* Begin SUPPLIED DATA *

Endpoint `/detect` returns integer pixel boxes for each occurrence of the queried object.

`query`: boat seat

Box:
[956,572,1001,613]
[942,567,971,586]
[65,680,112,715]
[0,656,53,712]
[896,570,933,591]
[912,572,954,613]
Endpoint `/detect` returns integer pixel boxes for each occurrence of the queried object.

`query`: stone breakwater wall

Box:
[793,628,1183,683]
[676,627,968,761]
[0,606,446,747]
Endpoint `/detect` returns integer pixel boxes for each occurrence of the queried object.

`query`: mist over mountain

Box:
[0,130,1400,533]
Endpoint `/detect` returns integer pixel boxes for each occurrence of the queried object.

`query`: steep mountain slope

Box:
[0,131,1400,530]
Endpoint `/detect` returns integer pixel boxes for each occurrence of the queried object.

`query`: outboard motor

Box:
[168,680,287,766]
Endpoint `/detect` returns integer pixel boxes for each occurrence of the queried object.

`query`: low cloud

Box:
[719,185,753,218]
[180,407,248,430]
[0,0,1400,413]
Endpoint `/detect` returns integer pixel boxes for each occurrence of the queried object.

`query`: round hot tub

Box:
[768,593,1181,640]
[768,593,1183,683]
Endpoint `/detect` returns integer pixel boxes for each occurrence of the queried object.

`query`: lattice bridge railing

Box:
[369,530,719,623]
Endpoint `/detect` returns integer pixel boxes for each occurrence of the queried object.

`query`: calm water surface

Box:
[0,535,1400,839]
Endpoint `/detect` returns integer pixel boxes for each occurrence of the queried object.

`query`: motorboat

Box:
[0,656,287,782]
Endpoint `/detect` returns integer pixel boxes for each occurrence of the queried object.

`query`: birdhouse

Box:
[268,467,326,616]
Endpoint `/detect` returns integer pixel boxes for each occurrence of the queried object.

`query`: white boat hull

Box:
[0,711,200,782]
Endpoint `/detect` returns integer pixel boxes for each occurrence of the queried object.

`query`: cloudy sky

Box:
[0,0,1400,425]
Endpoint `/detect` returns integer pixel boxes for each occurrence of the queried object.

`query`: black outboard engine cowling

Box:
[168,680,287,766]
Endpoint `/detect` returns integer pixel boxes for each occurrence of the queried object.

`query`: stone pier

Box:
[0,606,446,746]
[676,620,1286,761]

* End SUPPLIED DATA *

## AIM OF THE EXERCISE
Give the rows from the start through the line containing "[0,535,1400,839]" as a two-column CSV with columns input and output. Use one CSV line per row, with its text in the first quoted field, its answer in the second, and line breaks replaced by spaces.

## CORRECT RESPONSE
input,output
"Endpoint `/detect` returns integer pixel boxes for each occurrence of the queried object. `query`: boat seat Box:","[956,572,1001,613] [942,567,971,586] [65,680,112,715] [0,656,53,712] [896,570,933,591] [912,572,954,613]"
"Endpoint `/detect` returns integer pixel boxes for each occurrence of the queried object. `query`: stone breakwater wall Box:","[793,628,1183,683] [676,627,968,761] [0,606,446,747]"
"Endpoint `/detect` returns integer pixel boxes for each occurrence of the queried object. `query`: mist over mountain Box:","[0,130,1400,533]"
"Endpoint `/detect` returns integer pixel boxes for each occurrence of the queried object. `query`: steep mountain slope Box:","[0,131,1400,530]"
"Endpoint `/detect` returns integer pixel boxes for each occurrence of the queried object. `query`: outboard motor Box:","[168,680,287,766]"
"Endpoint `/detect` returns integer pixel boxes for each occurrence of the queried object. `query`: low cloud Box:","[719,185,753,218] [180,407,248,430] [0,0,1400,413]"
"Endpoint `/detect` returns integer pixel boxes for each occurrence of the queried object. `query`: round hot tub Box:","[768,593,1181,640] [768,593,1183,683]"
"Endpoint `/detect` returns integer pixel boxes for each occurrence of the queried object. `query`: lattice bridge railing Box:","[369,530,719,623]"
"Endpoint `/detect` returns integer pixel boxes for each occurrence of the queried object. `query`: calm water surface Box:","[0,535,1400,839]"